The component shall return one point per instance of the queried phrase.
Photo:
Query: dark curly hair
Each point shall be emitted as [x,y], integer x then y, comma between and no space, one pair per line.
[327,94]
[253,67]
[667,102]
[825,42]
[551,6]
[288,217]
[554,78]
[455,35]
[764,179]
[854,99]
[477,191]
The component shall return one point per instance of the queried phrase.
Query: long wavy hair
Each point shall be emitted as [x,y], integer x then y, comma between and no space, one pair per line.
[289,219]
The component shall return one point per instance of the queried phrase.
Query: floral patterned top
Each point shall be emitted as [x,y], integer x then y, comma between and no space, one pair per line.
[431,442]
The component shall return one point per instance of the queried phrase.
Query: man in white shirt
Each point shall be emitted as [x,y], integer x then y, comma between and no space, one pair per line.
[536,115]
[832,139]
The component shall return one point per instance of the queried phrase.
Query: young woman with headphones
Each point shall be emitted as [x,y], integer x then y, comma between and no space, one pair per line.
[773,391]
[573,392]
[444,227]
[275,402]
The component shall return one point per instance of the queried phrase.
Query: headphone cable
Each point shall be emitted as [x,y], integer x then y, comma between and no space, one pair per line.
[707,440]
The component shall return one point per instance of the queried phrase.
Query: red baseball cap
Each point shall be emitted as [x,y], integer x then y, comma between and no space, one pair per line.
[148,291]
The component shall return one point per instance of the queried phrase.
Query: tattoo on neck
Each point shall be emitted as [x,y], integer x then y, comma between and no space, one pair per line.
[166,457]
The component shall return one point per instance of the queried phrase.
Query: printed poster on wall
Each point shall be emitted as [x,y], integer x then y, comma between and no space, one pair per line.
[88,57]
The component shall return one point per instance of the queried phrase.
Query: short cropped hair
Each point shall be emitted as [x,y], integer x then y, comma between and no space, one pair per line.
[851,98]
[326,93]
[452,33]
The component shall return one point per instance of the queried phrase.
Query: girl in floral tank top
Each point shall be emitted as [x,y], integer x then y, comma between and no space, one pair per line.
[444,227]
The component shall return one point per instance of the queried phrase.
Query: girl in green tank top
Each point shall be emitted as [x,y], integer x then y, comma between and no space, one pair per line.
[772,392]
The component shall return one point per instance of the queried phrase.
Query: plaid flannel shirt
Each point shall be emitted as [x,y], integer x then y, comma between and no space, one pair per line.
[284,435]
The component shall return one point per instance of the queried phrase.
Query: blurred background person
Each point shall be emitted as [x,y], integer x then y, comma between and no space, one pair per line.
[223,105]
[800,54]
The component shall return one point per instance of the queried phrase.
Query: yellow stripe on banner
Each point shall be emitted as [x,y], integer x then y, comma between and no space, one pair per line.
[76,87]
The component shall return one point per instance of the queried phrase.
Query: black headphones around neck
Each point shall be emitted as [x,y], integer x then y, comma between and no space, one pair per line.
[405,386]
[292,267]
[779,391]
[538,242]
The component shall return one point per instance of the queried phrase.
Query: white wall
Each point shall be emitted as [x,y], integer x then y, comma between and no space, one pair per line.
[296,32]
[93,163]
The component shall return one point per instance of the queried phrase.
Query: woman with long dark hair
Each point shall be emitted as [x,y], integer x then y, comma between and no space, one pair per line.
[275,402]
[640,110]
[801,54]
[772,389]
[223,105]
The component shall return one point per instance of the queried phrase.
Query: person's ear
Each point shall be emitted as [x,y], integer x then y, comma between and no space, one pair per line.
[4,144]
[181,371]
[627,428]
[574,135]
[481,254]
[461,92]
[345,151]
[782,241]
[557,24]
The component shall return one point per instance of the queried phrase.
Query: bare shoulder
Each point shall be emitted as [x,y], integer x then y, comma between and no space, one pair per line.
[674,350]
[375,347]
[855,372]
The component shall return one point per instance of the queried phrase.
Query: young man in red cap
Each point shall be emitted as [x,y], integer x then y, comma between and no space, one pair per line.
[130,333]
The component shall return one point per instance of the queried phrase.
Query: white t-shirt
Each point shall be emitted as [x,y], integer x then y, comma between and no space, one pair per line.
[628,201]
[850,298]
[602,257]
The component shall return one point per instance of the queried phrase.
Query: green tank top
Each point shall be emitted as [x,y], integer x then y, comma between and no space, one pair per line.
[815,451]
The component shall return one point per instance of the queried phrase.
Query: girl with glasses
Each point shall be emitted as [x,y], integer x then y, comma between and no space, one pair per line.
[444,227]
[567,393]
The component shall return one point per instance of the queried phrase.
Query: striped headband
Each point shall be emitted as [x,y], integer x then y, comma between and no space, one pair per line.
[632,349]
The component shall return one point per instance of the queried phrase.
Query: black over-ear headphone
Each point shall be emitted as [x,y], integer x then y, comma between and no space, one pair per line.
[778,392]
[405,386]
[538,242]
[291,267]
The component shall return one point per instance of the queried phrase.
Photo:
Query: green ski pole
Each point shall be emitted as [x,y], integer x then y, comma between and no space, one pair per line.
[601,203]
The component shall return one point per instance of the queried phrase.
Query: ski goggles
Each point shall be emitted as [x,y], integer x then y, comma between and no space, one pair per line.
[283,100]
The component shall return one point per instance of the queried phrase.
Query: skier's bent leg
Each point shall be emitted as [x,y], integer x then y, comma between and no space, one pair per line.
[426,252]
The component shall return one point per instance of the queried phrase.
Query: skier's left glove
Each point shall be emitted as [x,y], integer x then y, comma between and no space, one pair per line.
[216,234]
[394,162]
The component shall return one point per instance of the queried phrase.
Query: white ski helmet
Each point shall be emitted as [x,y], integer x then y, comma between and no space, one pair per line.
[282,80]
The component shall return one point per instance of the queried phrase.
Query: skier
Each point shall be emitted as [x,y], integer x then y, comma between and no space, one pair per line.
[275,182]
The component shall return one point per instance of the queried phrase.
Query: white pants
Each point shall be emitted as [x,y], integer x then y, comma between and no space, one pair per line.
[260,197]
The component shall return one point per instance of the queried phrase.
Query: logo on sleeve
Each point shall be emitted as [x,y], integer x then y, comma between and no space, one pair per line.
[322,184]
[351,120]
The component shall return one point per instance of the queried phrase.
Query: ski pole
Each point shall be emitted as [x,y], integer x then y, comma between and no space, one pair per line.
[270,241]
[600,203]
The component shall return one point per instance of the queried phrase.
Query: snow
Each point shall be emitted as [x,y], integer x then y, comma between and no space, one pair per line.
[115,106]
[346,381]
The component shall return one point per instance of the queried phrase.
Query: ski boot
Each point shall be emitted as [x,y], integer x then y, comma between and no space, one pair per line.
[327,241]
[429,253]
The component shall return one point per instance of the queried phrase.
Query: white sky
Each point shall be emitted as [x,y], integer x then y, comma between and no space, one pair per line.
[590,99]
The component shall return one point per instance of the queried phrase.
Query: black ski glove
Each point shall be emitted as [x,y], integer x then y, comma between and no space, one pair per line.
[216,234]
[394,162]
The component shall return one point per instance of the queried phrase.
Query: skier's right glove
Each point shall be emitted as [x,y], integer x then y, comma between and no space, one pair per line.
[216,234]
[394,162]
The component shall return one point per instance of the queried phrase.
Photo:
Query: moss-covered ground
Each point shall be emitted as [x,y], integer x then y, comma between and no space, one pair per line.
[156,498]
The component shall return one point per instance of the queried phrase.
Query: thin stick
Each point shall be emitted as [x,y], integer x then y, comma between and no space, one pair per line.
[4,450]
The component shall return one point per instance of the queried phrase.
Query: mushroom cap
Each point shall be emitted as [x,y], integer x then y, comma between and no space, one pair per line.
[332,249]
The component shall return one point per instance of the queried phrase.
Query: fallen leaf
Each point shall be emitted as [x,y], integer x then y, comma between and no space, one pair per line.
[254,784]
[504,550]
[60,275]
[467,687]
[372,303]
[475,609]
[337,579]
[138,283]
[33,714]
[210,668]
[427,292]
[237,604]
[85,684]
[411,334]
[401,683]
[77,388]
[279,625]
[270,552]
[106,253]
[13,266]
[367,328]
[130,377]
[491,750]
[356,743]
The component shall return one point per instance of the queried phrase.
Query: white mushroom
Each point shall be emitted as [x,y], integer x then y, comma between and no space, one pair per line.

_What the task asks_
From the records, pull every line that contains the word "green", treating uppercase and lowercase as different.

_Full answer_
Query: girl in green tank top
Query: green tank top
Query: green ski pole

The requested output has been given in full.